All lines from the one with "every human arm" to the end need to be copied exactly, with nothing before them.

(Collection entries)
· · · ·

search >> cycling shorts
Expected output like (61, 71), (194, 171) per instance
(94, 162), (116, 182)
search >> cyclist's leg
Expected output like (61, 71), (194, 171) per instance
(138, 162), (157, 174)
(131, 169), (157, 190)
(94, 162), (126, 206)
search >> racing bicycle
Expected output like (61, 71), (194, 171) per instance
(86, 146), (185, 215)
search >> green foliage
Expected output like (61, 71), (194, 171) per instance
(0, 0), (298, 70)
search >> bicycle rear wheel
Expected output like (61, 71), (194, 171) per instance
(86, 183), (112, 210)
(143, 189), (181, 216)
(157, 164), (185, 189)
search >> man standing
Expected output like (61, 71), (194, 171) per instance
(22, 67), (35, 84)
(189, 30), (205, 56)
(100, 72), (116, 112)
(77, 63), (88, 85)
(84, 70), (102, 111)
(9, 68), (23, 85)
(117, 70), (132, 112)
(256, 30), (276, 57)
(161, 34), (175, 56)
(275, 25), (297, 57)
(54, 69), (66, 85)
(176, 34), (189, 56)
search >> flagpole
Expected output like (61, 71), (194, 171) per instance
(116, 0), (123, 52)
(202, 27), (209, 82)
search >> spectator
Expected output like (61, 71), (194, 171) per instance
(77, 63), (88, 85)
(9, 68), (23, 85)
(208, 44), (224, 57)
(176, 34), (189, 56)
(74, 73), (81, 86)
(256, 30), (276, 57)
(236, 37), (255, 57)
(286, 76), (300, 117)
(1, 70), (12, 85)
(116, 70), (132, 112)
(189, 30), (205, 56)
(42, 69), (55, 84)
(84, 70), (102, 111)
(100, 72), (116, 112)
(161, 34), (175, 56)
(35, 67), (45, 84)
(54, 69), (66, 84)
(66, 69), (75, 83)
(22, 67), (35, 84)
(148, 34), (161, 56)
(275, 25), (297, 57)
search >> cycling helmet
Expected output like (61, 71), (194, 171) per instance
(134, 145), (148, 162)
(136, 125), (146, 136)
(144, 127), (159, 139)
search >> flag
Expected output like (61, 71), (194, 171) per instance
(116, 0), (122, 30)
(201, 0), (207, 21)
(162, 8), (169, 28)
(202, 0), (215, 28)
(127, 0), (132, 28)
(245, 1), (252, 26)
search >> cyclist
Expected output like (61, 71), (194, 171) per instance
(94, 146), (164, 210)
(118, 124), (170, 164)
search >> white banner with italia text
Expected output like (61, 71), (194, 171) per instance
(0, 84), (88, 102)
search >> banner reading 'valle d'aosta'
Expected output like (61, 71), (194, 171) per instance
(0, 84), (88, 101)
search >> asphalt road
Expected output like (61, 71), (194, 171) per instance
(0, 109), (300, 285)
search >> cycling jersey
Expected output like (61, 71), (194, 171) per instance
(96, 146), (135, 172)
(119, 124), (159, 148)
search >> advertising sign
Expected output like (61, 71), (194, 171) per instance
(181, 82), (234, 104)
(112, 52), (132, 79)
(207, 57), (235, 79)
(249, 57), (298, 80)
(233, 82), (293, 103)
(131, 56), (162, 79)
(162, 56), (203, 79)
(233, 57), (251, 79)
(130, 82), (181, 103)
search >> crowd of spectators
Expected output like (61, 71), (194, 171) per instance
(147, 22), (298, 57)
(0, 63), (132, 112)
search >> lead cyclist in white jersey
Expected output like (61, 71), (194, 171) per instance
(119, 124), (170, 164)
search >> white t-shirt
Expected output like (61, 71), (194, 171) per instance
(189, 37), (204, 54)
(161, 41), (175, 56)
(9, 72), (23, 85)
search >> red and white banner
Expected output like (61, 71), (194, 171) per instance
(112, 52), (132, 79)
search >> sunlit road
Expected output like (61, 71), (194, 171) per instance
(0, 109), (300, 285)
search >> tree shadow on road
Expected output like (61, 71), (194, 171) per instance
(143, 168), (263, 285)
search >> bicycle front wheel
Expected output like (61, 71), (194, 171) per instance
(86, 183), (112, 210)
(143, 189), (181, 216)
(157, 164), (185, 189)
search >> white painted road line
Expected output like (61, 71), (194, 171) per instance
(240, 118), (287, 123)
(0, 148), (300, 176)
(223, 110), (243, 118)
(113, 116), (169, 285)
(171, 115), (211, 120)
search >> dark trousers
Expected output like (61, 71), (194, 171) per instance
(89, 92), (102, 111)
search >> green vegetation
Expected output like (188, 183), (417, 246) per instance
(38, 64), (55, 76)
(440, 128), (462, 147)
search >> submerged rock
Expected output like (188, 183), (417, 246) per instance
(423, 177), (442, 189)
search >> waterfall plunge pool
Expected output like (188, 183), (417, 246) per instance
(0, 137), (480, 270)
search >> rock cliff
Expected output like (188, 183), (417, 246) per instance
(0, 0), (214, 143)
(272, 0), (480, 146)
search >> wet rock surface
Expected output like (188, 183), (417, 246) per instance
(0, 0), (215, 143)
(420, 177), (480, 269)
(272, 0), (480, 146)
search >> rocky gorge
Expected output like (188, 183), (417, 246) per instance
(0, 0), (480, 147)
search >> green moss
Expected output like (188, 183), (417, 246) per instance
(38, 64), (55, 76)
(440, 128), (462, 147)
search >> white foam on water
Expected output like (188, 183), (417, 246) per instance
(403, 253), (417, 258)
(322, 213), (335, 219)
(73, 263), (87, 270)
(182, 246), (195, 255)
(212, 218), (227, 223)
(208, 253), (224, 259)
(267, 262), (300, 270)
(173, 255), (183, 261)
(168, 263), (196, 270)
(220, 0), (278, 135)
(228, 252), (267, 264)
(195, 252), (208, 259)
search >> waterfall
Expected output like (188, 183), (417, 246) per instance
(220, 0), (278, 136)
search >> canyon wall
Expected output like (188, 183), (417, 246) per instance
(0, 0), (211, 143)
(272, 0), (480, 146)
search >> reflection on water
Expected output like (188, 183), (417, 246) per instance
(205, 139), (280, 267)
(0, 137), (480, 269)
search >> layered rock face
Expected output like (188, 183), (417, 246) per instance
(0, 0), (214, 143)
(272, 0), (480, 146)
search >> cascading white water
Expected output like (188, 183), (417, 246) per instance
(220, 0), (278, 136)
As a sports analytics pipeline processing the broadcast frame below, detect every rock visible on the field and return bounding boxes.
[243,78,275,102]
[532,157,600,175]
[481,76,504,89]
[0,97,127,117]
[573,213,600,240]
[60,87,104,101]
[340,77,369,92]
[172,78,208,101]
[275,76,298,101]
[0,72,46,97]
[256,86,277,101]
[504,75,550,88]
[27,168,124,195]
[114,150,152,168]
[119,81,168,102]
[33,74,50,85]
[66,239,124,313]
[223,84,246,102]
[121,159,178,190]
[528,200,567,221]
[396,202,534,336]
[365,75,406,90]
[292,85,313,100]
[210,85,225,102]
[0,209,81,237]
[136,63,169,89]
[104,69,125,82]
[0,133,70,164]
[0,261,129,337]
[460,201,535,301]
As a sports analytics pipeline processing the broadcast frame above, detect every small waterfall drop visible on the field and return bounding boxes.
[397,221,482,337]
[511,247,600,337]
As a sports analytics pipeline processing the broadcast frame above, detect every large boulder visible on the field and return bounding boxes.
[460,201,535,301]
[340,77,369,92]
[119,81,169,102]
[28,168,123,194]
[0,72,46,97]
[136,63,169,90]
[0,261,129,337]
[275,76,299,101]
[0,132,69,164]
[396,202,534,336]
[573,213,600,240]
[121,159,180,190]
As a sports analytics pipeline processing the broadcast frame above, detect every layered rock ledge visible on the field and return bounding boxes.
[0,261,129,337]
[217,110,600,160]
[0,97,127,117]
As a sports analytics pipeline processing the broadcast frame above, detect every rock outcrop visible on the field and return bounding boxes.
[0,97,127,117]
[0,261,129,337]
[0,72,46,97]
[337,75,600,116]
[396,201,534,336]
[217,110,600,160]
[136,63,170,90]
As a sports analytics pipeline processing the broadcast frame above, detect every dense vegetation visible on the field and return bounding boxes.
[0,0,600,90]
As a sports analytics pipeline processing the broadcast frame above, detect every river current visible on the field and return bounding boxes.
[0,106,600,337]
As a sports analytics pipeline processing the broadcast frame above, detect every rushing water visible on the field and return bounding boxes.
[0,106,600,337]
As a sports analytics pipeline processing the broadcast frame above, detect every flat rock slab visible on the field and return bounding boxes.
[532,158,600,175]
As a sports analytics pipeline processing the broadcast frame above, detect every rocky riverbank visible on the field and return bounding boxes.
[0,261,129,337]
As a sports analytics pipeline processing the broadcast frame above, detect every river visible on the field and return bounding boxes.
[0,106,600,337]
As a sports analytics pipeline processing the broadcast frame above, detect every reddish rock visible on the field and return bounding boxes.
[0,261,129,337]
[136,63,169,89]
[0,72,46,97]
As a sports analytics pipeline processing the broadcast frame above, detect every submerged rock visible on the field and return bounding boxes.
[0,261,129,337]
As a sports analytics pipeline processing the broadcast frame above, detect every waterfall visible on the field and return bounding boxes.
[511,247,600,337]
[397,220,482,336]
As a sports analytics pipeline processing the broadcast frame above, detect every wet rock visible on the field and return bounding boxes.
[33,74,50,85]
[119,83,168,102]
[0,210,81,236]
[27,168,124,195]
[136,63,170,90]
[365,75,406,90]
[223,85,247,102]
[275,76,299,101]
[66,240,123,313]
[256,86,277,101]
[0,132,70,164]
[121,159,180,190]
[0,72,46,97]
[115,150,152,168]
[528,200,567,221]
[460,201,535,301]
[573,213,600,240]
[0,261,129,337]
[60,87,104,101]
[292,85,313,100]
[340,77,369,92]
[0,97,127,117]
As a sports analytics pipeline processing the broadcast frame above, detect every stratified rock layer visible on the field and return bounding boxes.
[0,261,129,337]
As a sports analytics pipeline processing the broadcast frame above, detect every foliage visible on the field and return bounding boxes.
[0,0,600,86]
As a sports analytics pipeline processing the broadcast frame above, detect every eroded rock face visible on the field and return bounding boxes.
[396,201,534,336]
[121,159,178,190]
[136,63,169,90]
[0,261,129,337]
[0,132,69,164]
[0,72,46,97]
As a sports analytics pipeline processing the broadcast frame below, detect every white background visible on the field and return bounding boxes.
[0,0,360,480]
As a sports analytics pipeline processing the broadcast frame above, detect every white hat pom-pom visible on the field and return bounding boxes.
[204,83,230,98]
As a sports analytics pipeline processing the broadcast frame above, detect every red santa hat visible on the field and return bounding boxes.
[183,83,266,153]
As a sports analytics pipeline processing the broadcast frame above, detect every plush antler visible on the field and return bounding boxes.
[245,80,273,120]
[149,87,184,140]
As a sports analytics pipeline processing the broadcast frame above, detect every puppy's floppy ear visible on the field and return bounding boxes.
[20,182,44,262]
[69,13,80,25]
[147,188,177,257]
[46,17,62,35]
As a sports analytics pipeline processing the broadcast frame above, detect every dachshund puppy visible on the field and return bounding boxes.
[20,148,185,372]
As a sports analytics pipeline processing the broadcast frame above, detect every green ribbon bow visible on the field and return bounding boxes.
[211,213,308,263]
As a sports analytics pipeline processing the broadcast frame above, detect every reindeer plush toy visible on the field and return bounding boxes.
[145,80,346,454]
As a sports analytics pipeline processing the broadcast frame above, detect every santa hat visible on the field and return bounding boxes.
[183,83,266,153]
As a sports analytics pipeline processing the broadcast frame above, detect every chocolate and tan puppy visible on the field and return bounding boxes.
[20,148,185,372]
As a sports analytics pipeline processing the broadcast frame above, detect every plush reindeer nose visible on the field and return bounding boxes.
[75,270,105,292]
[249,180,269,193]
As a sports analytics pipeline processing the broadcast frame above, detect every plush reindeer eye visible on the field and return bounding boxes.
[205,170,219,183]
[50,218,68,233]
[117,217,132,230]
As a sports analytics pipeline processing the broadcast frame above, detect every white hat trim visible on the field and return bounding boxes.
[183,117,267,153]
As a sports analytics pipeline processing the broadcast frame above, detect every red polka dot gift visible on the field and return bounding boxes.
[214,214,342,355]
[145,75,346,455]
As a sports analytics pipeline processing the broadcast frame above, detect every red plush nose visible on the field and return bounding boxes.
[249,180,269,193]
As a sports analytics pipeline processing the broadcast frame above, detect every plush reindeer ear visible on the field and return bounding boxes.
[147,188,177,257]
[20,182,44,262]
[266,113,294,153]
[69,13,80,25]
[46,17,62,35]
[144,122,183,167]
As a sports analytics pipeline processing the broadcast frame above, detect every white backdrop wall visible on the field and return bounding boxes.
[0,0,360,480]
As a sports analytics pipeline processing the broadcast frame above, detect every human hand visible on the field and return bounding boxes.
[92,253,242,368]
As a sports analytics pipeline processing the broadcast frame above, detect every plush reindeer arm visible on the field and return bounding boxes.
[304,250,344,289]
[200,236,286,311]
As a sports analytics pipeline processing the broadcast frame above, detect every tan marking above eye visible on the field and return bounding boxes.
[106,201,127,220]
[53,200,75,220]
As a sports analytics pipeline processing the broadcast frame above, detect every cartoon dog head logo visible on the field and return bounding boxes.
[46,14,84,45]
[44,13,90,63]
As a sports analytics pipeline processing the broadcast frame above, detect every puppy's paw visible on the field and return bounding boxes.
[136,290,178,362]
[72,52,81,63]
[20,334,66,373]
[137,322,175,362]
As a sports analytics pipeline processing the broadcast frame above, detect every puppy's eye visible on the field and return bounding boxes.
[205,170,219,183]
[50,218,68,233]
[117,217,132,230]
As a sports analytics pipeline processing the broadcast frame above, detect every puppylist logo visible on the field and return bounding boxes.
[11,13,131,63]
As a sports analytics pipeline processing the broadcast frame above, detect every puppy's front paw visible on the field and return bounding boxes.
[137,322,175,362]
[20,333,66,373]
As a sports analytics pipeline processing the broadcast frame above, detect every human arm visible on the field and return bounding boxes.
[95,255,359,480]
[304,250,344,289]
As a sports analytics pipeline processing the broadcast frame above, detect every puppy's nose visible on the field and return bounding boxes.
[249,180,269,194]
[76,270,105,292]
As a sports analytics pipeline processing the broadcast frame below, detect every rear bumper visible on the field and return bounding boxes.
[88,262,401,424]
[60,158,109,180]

· · · ·

- [Answer to the problem]:
As a sports analytics pipeline processing the broadcast frame above, detect every human arm visible on the field and return bounding boxes.
[95,255,359,480]
[304,250,344,289]
As a sports analytics pipeline processing the broadcast frame above, detect every puppy's nose visible on the field and return bounding boxes.
[249,180,269,194]
[76,270,105,292]
As a sports analytics pipeline processing the broadcast frame below, detect every rear bumper visible on the field and return bounding boxes.
[88,262,401,424]
[60,158,109,180]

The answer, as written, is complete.